La musica delle parole.

Ehi raga che forza, adesso si può fare il Karaoke con le poesie dei grandi classici della letteratura italiana e pazienza se sarà un po’ come cantare in inglese (della serie so il testo, ma non l’ho mica tanto capito, però riesco a cantarlo e tanto basta).

Ma veramente si può pensare che in questo modo si riesca a far digerire la poesia ai ragazzi? E poi era proprio indispensabile ingaggiare la paroliera del premier? Mi sembra che le parole ci fossero già e che fossero sufficientemente sublimi.

Vorrei sapere chi ha avuto la bella idea di buttare via qualche paccata di euro per mettere in musica ciò che ha già una intrinseca inarrivabile musicalità.

Le parole della poesia sono parole delicate, vanno lette ad alta voce, possibilmente nel silenzio e posso garantire, per esperienza personale, che quando si riesce a farlo i ragazzi hanno sufficiente sensibilità per “sentire” la musica delle parole e per lasciare che l’armonia scivoli dentro di loro.

Questa operazione mi sembra superficiale e poco “didattica”, non insegna a comprendere e ad amare la poesia, insegna un’accozzaglia di parole messe in fila: nessuna canzonetta potrà mai riprodurre la dolente consapevolezza del”sole che abbaglia” e dei “cocci aguzzi di bottiglia”.

====================

**RICHIESTE**
[1] Secondo il brano sulla poesia, in che modo andrebbero lette le parole della poesia?
[2] Selezioni tutte le righe in cui compare la parola "fire".
Le righe riportate di seguito non hanno alcun legame con il brano.

====================

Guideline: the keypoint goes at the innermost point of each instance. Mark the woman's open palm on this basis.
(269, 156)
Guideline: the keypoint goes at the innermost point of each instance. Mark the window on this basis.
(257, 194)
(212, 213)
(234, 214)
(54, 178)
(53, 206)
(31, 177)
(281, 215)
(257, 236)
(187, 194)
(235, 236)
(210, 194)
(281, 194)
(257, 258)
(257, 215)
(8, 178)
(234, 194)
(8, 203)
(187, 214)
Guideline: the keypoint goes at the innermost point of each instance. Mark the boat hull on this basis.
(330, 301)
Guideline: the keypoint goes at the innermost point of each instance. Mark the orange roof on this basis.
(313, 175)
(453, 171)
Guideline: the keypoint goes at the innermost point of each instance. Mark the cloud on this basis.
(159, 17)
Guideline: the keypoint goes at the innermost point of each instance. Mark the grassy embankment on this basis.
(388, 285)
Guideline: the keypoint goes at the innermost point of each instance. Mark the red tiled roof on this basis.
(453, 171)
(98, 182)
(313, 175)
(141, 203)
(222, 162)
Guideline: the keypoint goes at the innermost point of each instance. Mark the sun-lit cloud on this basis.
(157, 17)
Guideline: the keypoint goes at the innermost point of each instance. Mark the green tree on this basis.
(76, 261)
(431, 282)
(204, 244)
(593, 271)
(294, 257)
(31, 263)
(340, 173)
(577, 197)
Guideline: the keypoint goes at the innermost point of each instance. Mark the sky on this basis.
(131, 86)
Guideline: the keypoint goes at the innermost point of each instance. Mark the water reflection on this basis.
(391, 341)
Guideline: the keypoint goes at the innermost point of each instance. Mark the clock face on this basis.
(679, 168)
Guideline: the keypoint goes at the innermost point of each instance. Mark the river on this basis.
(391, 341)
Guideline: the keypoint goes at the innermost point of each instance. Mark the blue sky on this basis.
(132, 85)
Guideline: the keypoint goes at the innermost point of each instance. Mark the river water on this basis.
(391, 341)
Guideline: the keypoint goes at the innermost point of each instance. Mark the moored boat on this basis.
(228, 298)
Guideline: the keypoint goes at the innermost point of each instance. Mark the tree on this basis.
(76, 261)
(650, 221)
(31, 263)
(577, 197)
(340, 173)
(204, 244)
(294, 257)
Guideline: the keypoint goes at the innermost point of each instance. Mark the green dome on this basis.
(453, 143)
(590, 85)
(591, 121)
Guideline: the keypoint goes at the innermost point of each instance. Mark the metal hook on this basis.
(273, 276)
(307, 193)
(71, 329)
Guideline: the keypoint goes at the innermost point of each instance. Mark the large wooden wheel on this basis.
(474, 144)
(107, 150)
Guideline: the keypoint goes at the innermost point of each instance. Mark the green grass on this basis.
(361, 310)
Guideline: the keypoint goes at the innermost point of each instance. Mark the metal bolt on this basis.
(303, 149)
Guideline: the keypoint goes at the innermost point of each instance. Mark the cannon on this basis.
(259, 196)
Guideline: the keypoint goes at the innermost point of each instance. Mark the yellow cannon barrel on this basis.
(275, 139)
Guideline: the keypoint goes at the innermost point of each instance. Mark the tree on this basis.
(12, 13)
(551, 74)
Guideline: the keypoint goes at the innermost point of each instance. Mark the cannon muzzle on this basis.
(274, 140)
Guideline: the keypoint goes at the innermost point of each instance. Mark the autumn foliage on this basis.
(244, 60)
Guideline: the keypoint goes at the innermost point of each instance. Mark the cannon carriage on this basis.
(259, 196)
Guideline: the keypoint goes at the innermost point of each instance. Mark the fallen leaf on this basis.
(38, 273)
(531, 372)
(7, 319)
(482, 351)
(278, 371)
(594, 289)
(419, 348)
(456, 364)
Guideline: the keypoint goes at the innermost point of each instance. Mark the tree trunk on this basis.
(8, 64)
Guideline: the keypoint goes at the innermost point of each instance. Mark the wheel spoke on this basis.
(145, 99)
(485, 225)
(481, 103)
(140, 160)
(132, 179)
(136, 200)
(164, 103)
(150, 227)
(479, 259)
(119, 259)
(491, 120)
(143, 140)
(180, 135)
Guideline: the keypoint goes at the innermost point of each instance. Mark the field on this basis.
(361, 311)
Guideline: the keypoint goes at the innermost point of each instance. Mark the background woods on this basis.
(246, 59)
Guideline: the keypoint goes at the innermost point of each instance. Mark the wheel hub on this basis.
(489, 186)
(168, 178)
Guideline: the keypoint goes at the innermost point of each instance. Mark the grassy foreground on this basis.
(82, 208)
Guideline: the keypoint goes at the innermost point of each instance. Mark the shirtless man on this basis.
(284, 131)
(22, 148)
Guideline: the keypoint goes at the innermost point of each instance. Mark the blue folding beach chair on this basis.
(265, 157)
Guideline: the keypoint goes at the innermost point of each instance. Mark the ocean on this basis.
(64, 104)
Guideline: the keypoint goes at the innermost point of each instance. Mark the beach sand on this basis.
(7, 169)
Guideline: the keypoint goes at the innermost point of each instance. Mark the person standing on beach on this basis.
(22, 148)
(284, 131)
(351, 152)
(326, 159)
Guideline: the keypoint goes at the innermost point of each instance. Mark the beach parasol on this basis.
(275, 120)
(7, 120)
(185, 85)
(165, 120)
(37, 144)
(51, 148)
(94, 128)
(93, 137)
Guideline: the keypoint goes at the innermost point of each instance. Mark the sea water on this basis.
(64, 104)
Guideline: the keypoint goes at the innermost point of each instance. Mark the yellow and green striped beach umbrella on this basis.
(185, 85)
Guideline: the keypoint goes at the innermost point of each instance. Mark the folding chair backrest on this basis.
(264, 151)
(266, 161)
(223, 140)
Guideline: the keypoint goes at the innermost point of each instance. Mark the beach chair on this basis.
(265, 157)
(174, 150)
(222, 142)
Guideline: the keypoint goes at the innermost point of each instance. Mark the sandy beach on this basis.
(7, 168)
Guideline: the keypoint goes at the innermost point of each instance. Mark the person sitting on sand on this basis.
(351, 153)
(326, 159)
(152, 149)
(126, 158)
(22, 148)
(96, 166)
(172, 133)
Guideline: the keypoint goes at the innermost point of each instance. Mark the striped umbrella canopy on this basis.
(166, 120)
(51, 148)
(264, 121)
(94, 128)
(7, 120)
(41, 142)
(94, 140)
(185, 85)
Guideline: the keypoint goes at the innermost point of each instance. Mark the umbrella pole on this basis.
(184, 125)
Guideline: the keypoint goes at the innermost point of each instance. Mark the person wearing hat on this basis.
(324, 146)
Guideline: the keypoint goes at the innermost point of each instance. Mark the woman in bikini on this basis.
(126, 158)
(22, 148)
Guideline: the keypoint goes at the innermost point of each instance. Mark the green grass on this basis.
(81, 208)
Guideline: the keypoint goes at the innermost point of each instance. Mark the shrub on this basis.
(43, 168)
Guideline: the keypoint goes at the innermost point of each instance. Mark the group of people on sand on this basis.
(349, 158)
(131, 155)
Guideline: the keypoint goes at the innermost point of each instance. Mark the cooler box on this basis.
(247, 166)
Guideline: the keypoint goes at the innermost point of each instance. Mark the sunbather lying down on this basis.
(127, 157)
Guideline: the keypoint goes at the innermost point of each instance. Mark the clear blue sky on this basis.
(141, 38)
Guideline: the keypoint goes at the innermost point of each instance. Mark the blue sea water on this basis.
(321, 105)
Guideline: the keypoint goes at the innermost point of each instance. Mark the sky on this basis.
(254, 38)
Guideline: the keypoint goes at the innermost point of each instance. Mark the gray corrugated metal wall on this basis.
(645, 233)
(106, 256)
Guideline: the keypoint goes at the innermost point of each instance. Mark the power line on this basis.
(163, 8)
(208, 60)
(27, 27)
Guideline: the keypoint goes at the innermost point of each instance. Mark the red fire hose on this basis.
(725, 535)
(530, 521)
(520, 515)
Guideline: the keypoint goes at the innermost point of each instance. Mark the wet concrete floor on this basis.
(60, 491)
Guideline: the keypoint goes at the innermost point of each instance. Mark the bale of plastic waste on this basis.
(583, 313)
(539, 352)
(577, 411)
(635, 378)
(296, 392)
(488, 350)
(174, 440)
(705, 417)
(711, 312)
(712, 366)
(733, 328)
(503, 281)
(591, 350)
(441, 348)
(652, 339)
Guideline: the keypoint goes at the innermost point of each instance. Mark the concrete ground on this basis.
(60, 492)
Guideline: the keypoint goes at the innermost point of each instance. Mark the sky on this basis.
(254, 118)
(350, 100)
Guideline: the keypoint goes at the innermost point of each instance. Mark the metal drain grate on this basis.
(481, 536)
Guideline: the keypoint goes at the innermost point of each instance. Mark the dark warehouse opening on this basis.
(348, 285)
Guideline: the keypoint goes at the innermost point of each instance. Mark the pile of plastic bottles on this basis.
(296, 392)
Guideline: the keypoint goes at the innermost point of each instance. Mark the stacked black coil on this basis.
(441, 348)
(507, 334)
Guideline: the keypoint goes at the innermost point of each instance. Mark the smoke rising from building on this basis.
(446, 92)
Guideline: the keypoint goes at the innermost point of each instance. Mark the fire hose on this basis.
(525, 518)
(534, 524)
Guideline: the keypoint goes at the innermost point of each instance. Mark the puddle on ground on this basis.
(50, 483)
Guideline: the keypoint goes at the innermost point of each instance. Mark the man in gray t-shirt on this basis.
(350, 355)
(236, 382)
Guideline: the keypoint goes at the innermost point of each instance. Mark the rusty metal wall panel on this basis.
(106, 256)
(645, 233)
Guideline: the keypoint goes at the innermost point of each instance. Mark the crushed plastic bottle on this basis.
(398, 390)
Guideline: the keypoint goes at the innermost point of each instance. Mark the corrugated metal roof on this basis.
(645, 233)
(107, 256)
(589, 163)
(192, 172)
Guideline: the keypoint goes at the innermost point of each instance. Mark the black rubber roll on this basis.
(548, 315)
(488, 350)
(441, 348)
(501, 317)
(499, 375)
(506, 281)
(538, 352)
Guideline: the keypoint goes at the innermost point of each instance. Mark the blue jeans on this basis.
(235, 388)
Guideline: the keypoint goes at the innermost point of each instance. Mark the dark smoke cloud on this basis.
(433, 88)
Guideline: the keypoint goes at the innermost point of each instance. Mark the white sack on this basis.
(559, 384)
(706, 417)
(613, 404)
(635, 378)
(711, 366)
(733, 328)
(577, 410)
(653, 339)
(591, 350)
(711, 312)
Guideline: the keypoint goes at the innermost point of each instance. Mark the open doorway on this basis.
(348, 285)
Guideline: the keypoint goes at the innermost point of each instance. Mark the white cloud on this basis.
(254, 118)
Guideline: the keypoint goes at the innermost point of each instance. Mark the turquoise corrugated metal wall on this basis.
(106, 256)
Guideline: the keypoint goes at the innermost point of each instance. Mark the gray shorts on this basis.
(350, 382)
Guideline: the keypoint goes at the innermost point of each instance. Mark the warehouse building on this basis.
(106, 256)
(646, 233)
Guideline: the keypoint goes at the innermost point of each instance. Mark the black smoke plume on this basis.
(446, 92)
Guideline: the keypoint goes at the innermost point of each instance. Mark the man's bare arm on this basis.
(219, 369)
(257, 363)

====================

**RISPOSTE**
[1] Vanno lette ad alta voce, possibilmente nel silenzio.

[2]
Guideline: the keypoint goes at the innermost point of each instance. Mark the red fire hose on this basis.
Guideline: the keypoint goes at the innermost point of each instance. Mark the fire hose on this basis.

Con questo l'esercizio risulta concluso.